* Available records:
◇ ◇ ◇ ◇ ◇ ◇ ◇

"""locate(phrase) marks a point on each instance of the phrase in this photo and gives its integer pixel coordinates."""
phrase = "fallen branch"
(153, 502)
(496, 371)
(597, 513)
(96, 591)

◇ ◇ ◇ ◇ ◇ ◇ ◇

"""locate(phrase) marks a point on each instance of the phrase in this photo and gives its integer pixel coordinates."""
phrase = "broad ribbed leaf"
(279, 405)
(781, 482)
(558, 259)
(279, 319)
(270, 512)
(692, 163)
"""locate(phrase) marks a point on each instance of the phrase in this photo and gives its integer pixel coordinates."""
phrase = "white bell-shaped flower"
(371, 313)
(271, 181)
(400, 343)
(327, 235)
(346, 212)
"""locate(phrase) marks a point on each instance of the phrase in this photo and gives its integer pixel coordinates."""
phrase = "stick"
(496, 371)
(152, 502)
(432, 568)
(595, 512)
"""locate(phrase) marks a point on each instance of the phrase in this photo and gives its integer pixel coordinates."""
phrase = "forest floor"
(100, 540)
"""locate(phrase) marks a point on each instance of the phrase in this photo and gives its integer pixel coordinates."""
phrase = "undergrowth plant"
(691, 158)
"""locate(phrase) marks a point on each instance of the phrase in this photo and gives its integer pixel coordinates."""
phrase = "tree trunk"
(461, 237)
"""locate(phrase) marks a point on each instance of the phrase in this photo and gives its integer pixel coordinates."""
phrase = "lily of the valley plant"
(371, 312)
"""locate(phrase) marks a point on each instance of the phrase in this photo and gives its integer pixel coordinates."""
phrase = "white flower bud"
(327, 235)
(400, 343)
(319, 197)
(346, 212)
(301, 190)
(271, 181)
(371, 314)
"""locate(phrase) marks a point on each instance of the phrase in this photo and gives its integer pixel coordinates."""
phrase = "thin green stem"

◇ ◇ ◇ ◇ ◇ ◇ ◇

* The problem:
Collect every line in the items above that contains the word "white" and copy each line in full. Matching is case-sensitive.

* In response:
phrase = "white bell-shaped flower"
phrase = "white flower bud"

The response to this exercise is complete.